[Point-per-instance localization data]
►

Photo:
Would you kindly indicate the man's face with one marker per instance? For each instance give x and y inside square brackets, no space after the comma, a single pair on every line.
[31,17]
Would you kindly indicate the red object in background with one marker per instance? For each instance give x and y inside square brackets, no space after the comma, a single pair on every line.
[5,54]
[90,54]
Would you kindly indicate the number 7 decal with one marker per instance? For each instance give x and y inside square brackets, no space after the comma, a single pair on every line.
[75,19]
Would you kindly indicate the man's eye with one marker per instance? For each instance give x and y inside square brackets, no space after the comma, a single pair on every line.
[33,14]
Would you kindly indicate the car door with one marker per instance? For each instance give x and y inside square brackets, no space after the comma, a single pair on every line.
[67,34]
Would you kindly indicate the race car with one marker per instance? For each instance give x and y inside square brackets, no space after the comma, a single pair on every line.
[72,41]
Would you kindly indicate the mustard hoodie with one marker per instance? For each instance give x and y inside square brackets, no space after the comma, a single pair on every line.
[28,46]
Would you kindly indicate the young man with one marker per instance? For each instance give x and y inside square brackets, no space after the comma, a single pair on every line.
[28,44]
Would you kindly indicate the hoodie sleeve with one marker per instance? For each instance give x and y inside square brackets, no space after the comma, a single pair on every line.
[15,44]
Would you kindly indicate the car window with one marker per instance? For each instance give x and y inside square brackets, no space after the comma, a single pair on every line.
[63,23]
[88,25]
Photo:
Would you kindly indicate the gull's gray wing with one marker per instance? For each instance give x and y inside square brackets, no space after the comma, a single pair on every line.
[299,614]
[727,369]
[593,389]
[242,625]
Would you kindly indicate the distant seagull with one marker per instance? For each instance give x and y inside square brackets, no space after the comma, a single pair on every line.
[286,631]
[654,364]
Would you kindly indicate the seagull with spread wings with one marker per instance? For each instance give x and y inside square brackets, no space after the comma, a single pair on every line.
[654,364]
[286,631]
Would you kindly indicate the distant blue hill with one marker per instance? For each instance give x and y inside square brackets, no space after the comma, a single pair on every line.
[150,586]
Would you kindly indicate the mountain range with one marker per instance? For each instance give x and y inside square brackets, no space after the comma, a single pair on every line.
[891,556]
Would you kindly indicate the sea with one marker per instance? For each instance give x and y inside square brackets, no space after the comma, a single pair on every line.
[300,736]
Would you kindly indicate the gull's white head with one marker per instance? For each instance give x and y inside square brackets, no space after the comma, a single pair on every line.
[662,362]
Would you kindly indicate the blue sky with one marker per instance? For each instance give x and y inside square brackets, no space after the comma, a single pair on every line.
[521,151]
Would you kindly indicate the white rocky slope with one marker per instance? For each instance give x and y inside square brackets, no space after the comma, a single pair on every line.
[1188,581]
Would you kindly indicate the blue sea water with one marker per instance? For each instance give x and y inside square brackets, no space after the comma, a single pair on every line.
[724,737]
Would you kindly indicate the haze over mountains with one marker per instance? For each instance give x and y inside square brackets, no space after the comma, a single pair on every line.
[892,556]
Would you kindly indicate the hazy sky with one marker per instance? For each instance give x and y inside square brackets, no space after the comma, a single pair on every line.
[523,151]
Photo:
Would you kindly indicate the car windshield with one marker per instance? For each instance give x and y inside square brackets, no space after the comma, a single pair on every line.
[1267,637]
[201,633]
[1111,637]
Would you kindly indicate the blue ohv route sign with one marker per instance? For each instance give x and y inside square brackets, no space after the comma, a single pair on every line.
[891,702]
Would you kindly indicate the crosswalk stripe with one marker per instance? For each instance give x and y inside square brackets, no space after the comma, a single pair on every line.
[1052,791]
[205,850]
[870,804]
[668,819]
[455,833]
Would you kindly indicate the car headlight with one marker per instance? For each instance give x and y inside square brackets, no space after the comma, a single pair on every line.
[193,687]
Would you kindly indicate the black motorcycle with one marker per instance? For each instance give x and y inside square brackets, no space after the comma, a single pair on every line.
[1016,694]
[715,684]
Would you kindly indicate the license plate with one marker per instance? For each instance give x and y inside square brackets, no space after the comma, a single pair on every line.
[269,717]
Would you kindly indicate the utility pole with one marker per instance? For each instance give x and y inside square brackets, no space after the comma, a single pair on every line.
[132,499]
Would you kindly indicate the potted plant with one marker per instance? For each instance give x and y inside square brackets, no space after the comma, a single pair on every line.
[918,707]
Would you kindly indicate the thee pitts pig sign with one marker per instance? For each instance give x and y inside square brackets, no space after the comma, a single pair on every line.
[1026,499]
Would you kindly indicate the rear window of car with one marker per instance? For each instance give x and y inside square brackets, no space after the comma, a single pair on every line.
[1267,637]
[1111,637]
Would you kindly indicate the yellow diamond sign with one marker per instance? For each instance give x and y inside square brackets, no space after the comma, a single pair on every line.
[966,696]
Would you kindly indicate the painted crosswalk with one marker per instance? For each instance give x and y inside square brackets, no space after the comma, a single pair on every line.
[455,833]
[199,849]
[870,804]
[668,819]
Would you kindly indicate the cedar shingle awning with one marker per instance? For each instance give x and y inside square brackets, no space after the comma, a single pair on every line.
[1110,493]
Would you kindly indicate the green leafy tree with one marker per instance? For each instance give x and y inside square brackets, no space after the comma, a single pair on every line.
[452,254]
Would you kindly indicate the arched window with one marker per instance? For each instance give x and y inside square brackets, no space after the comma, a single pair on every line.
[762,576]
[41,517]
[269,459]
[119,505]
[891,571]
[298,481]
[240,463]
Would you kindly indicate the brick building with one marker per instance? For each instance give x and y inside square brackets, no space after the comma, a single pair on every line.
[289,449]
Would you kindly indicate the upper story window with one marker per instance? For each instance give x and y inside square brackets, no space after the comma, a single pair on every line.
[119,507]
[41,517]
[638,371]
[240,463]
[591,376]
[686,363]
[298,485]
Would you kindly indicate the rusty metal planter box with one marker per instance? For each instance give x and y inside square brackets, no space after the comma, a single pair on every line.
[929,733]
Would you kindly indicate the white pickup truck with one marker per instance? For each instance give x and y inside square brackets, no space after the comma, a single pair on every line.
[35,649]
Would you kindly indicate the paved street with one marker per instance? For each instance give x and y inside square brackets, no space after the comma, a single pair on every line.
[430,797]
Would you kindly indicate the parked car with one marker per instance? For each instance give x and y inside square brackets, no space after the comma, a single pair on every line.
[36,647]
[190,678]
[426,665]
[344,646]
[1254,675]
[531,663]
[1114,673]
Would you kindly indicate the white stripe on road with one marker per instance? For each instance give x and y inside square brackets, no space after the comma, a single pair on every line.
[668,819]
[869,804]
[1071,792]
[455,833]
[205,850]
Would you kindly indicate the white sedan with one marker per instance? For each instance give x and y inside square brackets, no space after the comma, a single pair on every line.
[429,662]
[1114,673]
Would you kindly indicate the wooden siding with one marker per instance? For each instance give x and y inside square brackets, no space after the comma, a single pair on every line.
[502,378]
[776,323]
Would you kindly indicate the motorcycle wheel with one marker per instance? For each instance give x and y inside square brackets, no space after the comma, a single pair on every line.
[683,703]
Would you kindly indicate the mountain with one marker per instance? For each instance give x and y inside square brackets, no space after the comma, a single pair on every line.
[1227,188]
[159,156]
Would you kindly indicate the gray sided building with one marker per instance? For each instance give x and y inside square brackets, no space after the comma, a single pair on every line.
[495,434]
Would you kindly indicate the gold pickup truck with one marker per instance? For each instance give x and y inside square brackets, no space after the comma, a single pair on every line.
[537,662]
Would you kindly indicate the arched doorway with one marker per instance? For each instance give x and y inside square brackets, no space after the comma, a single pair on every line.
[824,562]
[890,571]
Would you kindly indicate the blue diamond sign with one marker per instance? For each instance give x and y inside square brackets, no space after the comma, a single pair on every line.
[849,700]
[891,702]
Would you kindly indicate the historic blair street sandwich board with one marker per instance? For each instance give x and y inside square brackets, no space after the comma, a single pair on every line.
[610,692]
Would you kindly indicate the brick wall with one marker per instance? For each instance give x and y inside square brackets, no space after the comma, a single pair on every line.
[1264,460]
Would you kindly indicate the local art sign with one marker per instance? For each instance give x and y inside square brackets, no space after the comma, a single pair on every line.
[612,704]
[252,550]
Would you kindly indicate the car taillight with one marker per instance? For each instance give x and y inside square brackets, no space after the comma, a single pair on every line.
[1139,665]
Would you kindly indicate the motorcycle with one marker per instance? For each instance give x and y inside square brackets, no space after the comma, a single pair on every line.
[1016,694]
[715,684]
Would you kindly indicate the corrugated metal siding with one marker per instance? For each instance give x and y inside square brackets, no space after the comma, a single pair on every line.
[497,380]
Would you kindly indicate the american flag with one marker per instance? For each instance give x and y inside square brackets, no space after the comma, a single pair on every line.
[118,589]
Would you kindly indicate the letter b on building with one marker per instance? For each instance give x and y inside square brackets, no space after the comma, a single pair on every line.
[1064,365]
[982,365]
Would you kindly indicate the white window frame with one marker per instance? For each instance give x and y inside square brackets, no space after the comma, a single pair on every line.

◄

Exercise objective
Exactly the lines from the one containing "Would you kindly indicate the local" through the end of the records should be reproduced, and no others.

Output below
Would you kindly indicate the local art sign with one marker per instance? For each instance give x and y inside square brackets, no space after the comma, a single pair on every line.
[612,704]
[252,550]
Would you kindly indicate the car taillight with one marker per instance? For each instance give x and y inside square brackets, no space after the comma, a single pair on every line.
[1139,665]
Would you kindly indicate the motorcycle with one marker per instance? For each instance give x and y inside square brackets, no space after the comma, a single pair on every line.
[1016,694]
[715,684]
Would you kindly indicate the corrugated metal siding with one marker per instance? For each instance give x and y inside square brackets, no space after the comma, a single pair on every line.
[497,380]
Would you kindly indicate the american flag with one marker per instance? For each instance give x and y inside square brackets, no space after the comma, a single pair on every line.
[118,589]
Would you kindly indicate the letter b on building with one marker per instance? For each instance give x and y inside square brackets, no space after the comma, a single pair on every line.
[1064,365]
[982,365]
Would you kindly indicate the white window frame with one marker per instance? For each instance give x and y inside square brackets, no space after the comma, a single pair on every line.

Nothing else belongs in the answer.